--- CONSEGNA ---
Restituisci senza alcuna modifica la parte dell'intervista al futuro arciprete di Monza compresa tra "Ora Monza, parroco" e "parrocchia la intimorisce?", estremi inclusi.

Ed è la sua specialità, ha scritto saggi, ha fatto da giudice del tribunale ecclesiastico.
"Ordinato sacerdote nel 1990, ho sempre esercitato nelle parrocchie di Milano, e in Curia a Milano ero cancelliere arcivescovile, ma ho sempre mantenuto il contatto con i miei studi: insegno tuttora Diritto canonico nelle università di Milano e Venezia. E intendo continuare".
Ora Monza, parroco di tutti i parroci del territorio…
"Cambio vita. Non è stata una decisione inaspettata, si parlava da tempo di una nuova vita pastorale e quella di Monza era un’opzione all’orizzonte".
È pronto?
"Mi porterò il bagaglio dei miei studi giuridici, l’aspetto dello studio è un canale di dialogo fondamentale. Entrare negli Atenei, luoghi di dibattito, è una ricchezza e un’opportunità da non perdere".
La vita pastorale in parrocchia la intimorisce?
"Per nulla, sono sempre stato nelle parrocchie, per 30 anni sono stato assistente ecclesiastico degli scout".
Conosceva Monza?
"Non molto, anche se ovviamente ci ero già stato, ho insegnato al Pime di via Lecco e sono stato al Collegio Villoresi".
La ricognizione a Monza?
"Dopo la notizia della mia nomina, sono venuto già diverse volte, in fondo fra sacerdoti finisce che ci si conosce un po’ tutti".
Sarà arciprete, sta studiando?
"È una storia molto antica, in Brianza c’è un retroterra religioso molto forte anche se le cose sono cambiate e le difficoltà che sta vivendo la Chiesa sono evidenti dappertutto".
I Monzesi sono un po’ riottosi, Sant’Ambrogio scosse la polvere dai calzari lasciando la città che non aveva voluto abbracciare il Rito ambrosiano…
"Nessun timore, affermare la propria identità è un’esigenza importante: non è un problema, ma piuttosto una ricchezza".
Per Monza, l’arciprete era motivo d’orgoglio......

--- CONTENUTO DEL DATASET ---
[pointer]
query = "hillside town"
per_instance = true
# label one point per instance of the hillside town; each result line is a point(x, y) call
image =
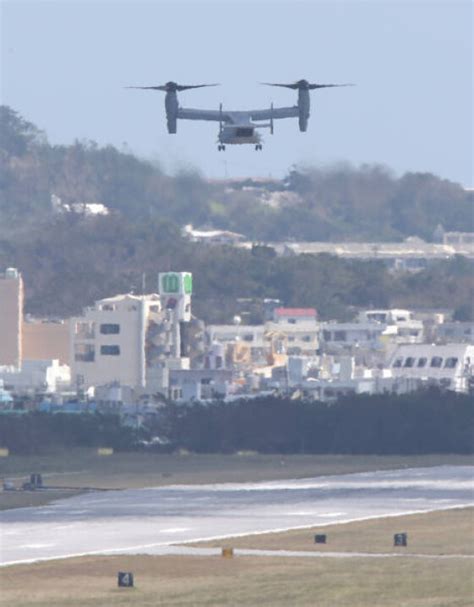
point(130, 353)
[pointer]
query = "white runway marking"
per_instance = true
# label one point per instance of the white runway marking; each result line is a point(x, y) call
point(140, 520)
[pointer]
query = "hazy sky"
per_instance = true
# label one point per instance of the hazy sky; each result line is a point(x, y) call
point(64, 65)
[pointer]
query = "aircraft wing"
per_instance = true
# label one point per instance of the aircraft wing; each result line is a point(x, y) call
point(275, 113)
point(191, 114)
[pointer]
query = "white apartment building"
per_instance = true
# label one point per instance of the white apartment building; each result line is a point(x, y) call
point(451, 366)
point(132, 339)
point(43, 376)
point(108, 341)
point(347, 335)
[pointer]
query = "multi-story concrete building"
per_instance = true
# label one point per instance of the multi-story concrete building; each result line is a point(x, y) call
point(132, 339)
point(11, 317)
point(451, 366)
point(45, 339)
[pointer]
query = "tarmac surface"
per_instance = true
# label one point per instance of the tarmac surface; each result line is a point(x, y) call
point(152, 520)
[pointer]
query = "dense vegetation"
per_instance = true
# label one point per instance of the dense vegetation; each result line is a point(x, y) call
point(76, 262)
point(339, 203)
point(424, 422)
point(68, 260)
point(31, 433)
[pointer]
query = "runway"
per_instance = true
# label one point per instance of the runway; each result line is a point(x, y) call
point(148, 520)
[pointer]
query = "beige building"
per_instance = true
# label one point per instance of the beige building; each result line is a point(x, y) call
point(44, 340)
point(11, 317)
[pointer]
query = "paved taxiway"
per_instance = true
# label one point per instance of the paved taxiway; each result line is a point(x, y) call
point(148, 520)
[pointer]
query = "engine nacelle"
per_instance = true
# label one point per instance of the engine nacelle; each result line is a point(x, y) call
point(171, 105)
point(303, 108)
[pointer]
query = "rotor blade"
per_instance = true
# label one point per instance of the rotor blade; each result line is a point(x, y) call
point(183, 87)
point(324, 86)
point(294, 86)
point(152, 88)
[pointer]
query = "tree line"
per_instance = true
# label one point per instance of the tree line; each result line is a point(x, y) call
point(337, 203)
point(428, 421)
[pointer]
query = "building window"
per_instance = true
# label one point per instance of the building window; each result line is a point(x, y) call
point(110, 350)
point(451, 362)
point(110, 329)
point(84, 330)
point(84, 353)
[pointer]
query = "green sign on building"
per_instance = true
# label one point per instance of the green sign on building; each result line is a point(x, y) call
point(176, 282)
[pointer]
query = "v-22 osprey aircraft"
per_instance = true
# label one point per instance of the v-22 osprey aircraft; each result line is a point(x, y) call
point(240, 126)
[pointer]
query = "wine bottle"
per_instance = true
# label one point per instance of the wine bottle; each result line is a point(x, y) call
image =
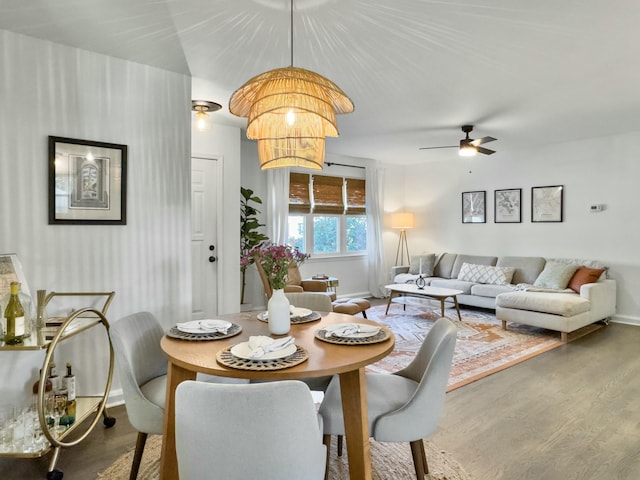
point(14, 315)
point(69, 384)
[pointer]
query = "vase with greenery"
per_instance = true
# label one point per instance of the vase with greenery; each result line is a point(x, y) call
point(250, 236)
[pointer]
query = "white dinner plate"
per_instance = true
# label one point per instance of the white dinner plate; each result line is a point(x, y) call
point(203, 326)
point(295, 312)
point(371, 331)
point(242, 350)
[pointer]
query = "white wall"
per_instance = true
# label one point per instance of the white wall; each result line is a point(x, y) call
point(48, 89)
point(594, 171)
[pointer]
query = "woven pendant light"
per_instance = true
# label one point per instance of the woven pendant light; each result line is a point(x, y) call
point(290, 110)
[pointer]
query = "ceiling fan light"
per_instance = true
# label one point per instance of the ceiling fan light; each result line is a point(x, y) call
point(467, 151)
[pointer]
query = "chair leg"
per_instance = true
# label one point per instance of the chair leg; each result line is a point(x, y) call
point(417, 454)
point(137, 455)
point(326, 440)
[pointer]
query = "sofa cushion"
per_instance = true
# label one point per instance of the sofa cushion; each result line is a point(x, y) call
point(422, 264)
point(453, 283)
point(444, 265)
point(485, 274)
point(565, 304)
point(527, 269)
point(584, 275)
point(555, 275)
point(492, 291)
point(475, 259)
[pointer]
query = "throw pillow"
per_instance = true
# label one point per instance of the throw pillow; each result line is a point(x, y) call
point(555, 275)
point(422, 264)
point(584, 275)
point(470, 272)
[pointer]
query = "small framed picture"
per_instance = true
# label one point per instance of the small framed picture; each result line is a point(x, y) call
point(87, 182)
point(11, 271)
point(473, 207)
point(546, 203)
point(507, 205)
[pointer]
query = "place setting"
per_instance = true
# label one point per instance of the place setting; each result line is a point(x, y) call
point(296, 315)
point(261, 352)
point(208, 329)
point(352, 334)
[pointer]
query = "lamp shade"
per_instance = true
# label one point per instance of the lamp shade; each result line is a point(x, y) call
point(402, 220)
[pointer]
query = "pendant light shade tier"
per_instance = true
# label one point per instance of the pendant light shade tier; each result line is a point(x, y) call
point(305, 152)
point(308, 90)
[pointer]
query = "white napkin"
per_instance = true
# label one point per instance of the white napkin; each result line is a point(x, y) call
point(349, 329)
point(260, 345)
point(205, 326)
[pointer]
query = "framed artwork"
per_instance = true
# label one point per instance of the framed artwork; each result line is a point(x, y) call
point(507, 205)
point(473, 207)
point(546, 203)
point(87, 182)
point(11, 271)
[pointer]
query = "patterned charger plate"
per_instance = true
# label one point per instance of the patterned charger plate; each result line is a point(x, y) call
point(226, 358)
point(381, 336)
point(180, 335)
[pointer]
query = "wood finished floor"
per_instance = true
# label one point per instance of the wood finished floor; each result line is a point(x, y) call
point(571, 413)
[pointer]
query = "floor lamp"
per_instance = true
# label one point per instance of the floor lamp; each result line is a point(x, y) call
point(402, 221)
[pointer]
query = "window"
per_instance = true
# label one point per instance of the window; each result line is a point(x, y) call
point(327, 215)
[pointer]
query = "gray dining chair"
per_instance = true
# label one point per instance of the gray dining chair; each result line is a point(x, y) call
point(404, 406)
point(269, 431)
point(142, 369)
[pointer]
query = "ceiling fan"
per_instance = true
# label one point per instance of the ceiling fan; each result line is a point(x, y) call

--- SOLUZIONE DEL PROBLEMA ---
Ora Monza, parroco di tutti i parroci del territorio…
"Cambio vita. Non è stata una decisione inaspettata, si parlava da tempo di una nuova vita pastorale e quella di Monza era un’opzione all’orizzonte".
È pronto?
"Mi porterò il bagaglio dei miei studi giuridici, l’aspetto dello studio è un canale di dialogo fondamentale. Entrare negli Atenei, luoghi di dibattito, è una ricchezza e un’opportunità da non perdere".
La vita pastorale in parrocchia la intimorisce?